# EXTRACTED MATERIAL start
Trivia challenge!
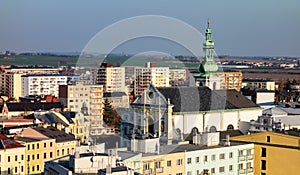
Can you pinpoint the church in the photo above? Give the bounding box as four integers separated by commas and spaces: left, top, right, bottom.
121, 20, 262, 146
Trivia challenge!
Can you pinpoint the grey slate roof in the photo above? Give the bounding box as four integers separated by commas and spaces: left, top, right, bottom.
0, 102, 62, 111
157, 87, 239, 112
214, 89, 259, 108
33, 127, 75, 142
103, 92, 126, 97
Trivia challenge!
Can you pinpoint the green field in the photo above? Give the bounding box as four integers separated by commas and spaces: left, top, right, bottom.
# EXTRACTED MATERIAL end
Find each line in the records that contains the word "above", and copy those lines out. Capital and small letters must match.

Can you pinpoint the church in the photo above? Give the bounding box as four integers separated by commas and spaces: left, top, right, bottom.
Can you pinpoint the grey slate roof in the photo above? Give the bounding box as four integers separated by commas and spaces: left, top, right, bottom.
Can you pinpoint the green field in the photo above? Give the bounding box as four integers separated by commas and spaces: left, top, right, bottom.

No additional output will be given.